- **SUPPLIED ENTRIES**
↓

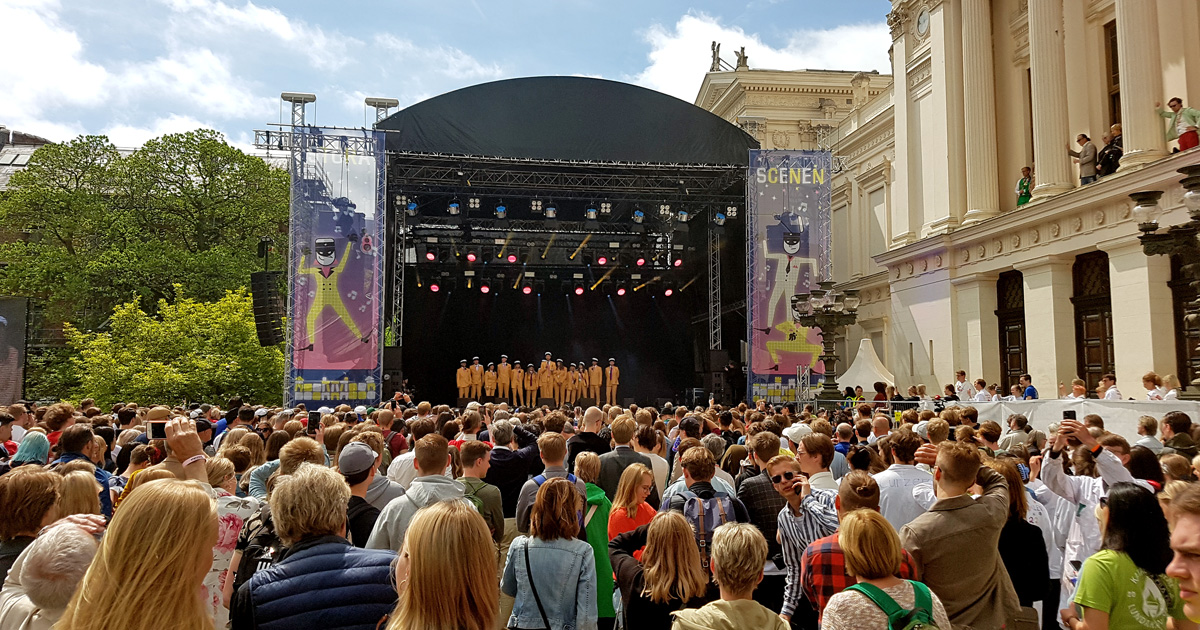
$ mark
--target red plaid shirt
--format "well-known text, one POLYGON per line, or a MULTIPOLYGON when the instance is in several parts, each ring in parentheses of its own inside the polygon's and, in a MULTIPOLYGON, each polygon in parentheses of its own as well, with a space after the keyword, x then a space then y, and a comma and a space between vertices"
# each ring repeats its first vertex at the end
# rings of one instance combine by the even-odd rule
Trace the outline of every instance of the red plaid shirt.
MULTIPOLYGON (((900 574, 896 577, 904 580, 918 579, 912 556, 904 549, 900 551, 903 559, 900 563, 900 574)), ((825 613, 825 605, 829 603, 829 598, 842 592, 847 586, 857 583, 857 580, 846 573, 846 557, 842 555, 842 546, 838 544, 837 532, 814 540, 804 550, 802 572, 804 596, 816 607, 818 622, 825 613)))

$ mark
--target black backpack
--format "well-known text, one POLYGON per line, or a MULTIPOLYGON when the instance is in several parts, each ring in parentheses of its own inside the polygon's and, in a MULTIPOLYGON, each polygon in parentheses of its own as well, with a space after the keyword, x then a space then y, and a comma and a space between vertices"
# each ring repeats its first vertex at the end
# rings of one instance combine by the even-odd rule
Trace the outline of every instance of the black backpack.
MULTIPOLYGON (((255 573, 279 562, 280 556, 283 555, 283 541, 275 533, 275 523, 271 520, 270 507, 263 504, 259 508, 258 514, 252 516, 251 519, 259 520, 261 528, 247 543, 246 549, 242 551, 242 560, 238 563, 237 575, 233 579, 235 592, 242 584, 249 582, 255 573)), ((251 521, 248 520, 246 524, 250 523, 251 521)))

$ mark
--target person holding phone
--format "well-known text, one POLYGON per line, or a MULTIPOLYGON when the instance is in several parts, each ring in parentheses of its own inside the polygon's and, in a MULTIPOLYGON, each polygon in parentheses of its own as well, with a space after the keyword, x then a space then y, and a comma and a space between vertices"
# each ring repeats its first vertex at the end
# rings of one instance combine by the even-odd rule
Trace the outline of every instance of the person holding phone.
POLYGON ((787 571, 779 615, 790 621, 794 614, 811 615, 811 606, 802 603, 800 587, 804 550, 812 541, 837 531, 837 491, 814 490, 800 464, 786 455, 772 457, 767 462, 766 474, 775 492, 787 502, 777 516, 778 539, 787 571))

↑

- **WHAT YOU HAVE TO DO**
In the entries above, find each line with the string "target" and copy it.

- **WRITTEN REPLY**
--target red plaid shirt
--target black backpack
--target person holding phone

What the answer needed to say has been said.